[TRECHO DO TEXTO]:

.....

Você sabe qual é a diferença entre terror e horror?
No espectro das narrativas do medo, que é também o caso da ficção gótica, nos deparamos frequentemente com essas categorias que, à primeira vista, podem parecer intercambiáveis, mas um estudo cerrado revela diferenças interessantes. Uma pesquisa rápida na Internet afirma que o terror geralmente é descrito como o sentimento de apreensão e antecipação que precede uma experiência aterrorizante, enquanto o horror é o sentimento de repulsa que, em geral, segue uma visão, som ou experiência assustadora. Essa explicação, apesar de usar termos pertinentes a essas duas estratégias narrativas, não está completamente correta quando consideramos os trabalhos feitos, ao longo de séculos, sobre o medo artístico e a produção de prazer estético.
O medo artístico é um conceito central para as narrativas do mal porque propicia uma articulação entre o cognitivo e o sensorial. Ao representarem o mal, essas narrativas provocam medo e podem servir uma função moral: educar leitores para que, através de experiências ficcionais, seja mais fácil evitar perigos. Mesmo que uma de suas funções, respondendo a um aparato de moralidade, seja didática, não é verdade que há uma potência subversiva na liberdade de representar o mal? Afinal, além de tentar instruir o público leitor (o que sempre se diz em defesa de textos subversivos que certamente encontrariam resistência crítica), essas narrativas promovem emoções sensoriais, isto é, uma reação física no corpo: um arrepio que segue da base da coluna à nuca ou a sensação de ter os pelos dos braços arrepiados, além de diversas outras maneiras que o nosso corpo percebe e reage a situações terríveis ou horríveis.
De acordo com o pesquisador David Punter (1998, p. 235), ocorreram diversas tentativas de descrever o terror de forma distinta do horror no período em que textos de ficção gótica eram escritos. Por mais que esse debate não seja tão relevante para nós, leitores contemporâneos, há um legado específico de desvalorização do horror, considerado uma forma de “baixa literatura” e menos transcendente que o terror, que, por sua vez, guarda conexões espaciais e emocionais com o campo do “terrífico” e com o sublime.

.....

[REGISTROS A PROCESSAR]:

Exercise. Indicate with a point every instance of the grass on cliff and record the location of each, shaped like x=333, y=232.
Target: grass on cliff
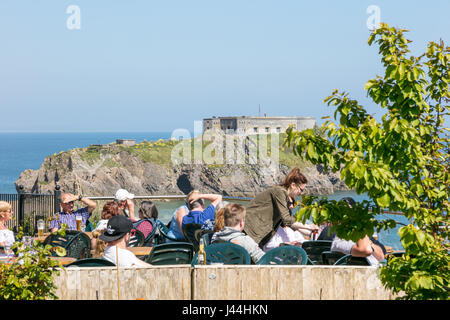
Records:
x=160, y=152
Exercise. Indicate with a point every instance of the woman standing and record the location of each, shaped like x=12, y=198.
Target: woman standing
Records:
x=272, y=208
x=6, y=235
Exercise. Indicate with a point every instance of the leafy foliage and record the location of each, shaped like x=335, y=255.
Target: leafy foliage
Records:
x=401, y=163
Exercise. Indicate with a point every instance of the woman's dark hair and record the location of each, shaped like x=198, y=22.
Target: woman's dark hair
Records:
x=350, y=201
x=295, y=176
x=110, y=209
x=148, y=210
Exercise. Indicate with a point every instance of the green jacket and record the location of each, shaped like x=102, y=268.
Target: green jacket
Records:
x=265, y=214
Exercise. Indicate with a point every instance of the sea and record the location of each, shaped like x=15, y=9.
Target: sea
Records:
x=20, y=151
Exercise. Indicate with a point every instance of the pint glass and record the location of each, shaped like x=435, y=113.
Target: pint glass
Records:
x=41, y=227
x=79, y=222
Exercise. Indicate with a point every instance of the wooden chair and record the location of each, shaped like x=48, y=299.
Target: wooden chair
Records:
x=285, y=255
x=314, y=250
x=226, y=253
x=171, y=253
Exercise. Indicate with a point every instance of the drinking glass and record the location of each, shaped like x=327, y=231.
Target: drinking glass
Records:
x=41, y=227
x=26, y=240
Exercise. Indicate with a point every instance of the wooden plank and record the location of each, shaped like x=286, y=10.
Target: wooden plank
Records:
x=223, y=282
x=156, y=282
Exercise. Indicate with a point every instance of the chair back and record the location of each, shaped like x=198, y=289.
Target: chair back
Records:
x=349, y=260
x=226, y=253
x=137, y=238
x=91, y=262
x=330, y=257
x=285, y=255
x=315, y=248
x=171, y=253
x=206, y=235
x=76, y=243
x=148, y=241
x=189, y=233
x=163, y=235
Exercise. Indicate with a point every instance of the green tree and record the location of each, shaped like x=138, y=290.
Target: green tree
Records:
x=30, y=276
x=400, y=163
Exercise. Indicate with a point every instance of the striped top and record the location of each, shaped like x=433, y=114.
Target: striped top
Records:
x=69, y=219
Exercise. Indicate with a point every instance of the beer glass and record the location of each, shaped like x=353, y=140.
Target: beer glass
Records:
x=41, y=227
x=8, y=251
x=26, y=240
x=79, y=222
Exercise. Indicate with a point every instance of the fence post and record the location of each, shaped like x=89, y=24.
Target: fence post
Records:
x=57, y=196
x=21, y=207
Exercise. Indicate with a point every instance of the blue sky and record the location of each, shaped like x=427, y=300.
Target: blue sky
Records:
x=161, y=65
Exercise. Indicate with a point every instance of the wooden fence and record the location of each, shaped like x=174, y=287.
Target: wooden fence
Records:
x=222, y=282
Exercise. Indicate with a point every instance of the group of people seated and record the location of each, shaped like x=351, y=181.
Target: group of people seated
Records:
x=266, y=223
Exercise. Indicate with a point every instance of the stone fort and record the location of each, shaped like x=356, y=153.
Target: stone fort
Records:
x=257, y=125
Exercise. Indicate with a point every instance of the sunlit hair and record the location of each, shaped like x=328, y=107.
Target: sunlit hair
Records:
x=233, y=214
x=100, y=245
x=194, y=204
x=295, y=176
x=219, y=223
x=350, y=201
x=4, y=208
x=110, y=209
x=148, y=209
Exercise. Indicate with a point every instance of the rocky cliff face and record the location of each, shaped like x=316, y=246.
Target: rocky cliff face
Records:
x=101, y=173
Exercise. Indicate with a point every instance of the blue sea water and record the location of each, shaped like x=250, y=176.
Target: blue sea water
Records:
x=21, y=151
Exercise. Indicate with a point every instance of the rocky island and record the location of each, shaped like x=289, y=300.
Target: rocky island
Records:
x=147, y=168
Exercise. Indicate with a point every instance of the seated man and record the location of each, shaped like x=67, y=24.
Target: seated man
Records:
x=234, y=221
x=284, y=235
x=362, y=248
x=197, y=214
x=117, y=236
x=68, y=216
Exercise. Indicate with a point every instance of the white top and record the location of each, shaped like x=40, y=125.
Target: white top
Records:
x=6, y=238
x=285, y=234
x=102, y=224
x=126, y=257
x=345, y=246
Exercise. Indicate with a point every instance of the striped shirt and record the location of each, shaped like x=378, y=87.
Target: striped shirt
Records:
x=69, y=219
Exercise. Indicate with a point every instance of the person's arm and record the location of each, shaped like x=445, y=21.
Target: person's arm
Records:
x=214, y=198
x=280, y=204
x=130, y=205
x=88, y=202
x=181, y=212
x=364, y=248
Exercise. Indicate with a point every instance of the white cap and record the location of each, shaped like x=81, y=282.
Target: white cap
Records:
x=123, y=194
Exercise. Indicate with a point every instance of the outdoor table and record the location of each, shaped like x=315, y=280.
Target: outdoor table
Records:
x=42, y=238
x=61, y=260
x=140, y=251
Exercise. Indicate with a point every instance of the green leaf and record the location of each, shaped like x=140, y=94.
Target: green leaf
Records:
x=384, y=200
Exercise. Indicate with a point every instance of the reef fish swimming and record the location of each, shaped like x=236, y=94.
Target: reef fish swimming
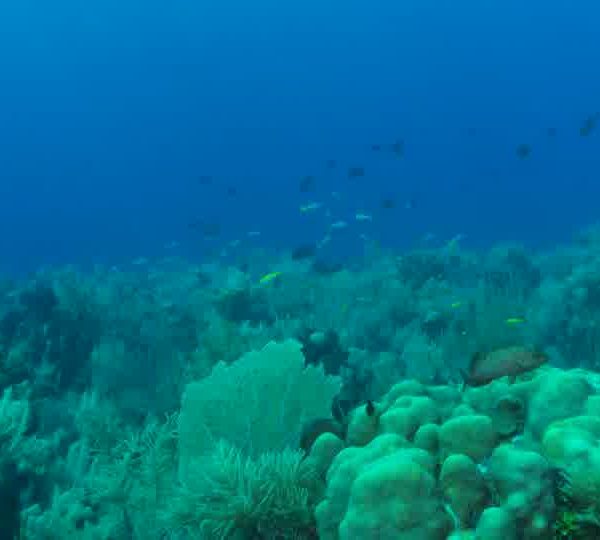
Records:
x=508, y=361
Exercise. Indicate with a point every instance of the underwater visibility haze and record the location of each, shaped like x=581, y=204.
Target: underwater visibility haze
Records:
x=299, y=271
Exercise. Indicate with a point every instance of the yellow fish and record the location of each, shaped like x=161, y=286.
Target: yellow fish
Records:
x=267, y=278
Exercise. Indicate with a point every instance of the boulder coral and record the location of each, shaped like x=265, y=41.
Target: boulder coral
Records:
x=484, y=463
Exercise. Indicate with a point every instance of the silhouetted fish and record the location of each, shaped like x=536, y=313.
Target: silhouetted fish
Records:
x=509, y=361
x=325, y=268
x=356, y=172
x=388, y=203
x=205, y=180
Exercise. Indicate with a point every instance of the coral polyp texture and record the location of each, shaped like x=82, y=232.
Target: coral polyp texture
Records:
x=437, y=395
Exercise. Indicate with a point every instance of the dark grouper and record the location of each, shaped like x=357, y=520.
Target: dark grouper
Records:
x=509, y=361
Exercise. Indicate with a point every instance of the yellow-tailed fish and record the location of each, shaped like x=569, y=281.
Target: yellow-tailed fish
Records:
x=267, y=278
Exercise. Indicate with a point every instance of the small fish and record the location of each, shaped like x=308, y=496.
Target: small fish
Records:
x=325, y=268
x=523, y=151
x=315, y=428
x=356, y=172
x=337, y=225
x=324, y=241
x=307, y=184
x=509, y=361
x=388, y=203
x=589, y=125
x=310, y=207
x=205, y=180
x=267, y=278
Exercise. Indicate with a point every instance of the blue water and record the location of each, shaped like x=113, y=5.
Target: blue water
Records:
x=110, y=111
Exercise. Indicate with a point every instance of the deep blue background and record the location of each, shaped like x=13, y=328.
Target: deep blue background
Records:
x=110, y=111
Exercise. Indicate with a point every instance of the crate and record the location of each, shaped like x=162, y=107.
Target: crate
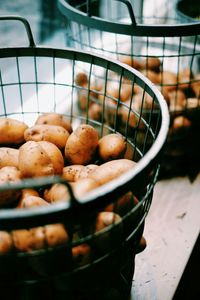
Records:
x=82, y=261
x=163, y=48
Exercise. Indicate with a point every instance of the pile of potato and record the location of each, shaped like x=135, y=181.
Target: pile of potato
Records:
x=181, y=92
x=51, y=147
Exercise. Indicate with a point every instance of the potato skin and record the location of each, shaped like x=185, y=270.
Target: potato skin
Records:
x=9, y=174
x=11, y=131
x=111, y=170
x=81, y=145
x=57, y=192
x=50, y=133
x=6, y=243
x=111, y=146
x=55, y=155
x=32, y=201
x=71, y=173
x=34, y=161
x=54, y=119
x=9, y=157
x=56, y=234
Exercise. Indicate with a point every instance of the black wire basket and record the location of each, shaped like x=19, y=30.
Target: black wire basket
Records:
x=165, y=49
x=57, y=251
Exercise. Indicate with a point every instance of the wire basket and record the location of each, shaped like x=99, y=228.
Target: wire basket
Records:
x=79, y=260
x=163, y=48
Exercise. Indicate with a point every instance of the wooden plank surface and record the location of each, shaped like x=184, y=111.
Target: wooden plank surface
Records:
x=171, y=229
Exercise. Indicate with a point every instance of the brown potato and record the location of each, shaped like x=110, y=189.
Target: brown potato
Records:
x=54, y=119
x=11, y=131
x=132, y=61
x=26, y=193
x=83, y=186
x=6, y=243
x=56, y=234
x=70, y=173
x=81, y=254
x=81, y=145
x=111, y=170
x=32, y=201
x=8, y=157
x=34, y=161
x=55, y=155
x=85, y=171
x=152, y=63
x=111, y=146
x=8, y=175
x=50, y=133
x=57, y=192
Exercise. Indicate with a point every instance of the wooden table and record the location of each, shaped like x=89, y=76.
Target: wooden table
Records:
x=171, y=230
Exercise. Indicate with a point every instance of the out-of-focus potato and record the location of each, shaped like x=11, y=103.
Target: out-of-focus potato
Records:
x=83, y=186
x=26, y=193
x=85, y=171
x=81, y=145
x=11, y=131
x=57, y=192
x=55, y=155
x=111, y=170
x=81, y=254
x=54, y=119
x=6, y=244
x=8, y=175
x=34, y=161
x=50, y=133
x=132, y=61
x=56, y=234
x=32, y=201
x=8, y=157
x=71, y=173
x=111, y=146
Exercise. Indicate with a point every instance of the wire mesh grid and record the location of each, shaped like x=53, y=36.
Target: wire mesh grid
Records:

.....

[PROBLEMAS A RESOLVER]:
(A) Conte quantas linhas dos registros contêm a palavra "white" e informe apenas esse número.
(B) Dê continuidade ao texto sobre terror e horror a partir do ponto em que ele termina.
O texto e os registros são materiais independentes entre si.

[RESPOSTAS DAS TAREFAS]:
(A) 4

(B)
Antes de tentarmos uma distinção entre terror e horror, é importante falar, embora de maneira breve, do sublime. Além de um uso religioso (em virtude de sua afinidade com o divino), “sublime” era usado na época clássica como um adjetivo para caracterizar um estilo de discurso elevado e grandioso. Por muito tempo esquecido, foi recuperado somente no século XVII pelo poeta e crítico francês Nicholas Boileau ao traduzir, como parte de um projeto neoclássico, o tratado grego Peri Hypsous (Do Sublime, 1674), de autoria desconhecida, mas convencionalmente atribuído a Longino. A partir de então, o conceito do sublime assumiu uma posição central no debate estético europeu avançando até o século XIX (Milbank, 1998, p. 226). Na modernidade, o sublime teve como porta de entrada a Natureza, cuja contemplação seria uma forma de transcendência capaz de propiciar um vislumbre da divindade (estratégia muito comum no romantismo): terrível por natureza, era comumente representado por tempestades, cadeias de montanhas extensas e pela vastidão do oceano, por exemplo. O que configura uma mudança do paradigma neoclássico que privilegiava uma natureza dominada pelo homem representada pelas virtudes do equilíbrio, da ordem e da racionalidade para uma natureza ao mesmo tempo encantadora e incontrolável, aterrorizantemente deslumbrante.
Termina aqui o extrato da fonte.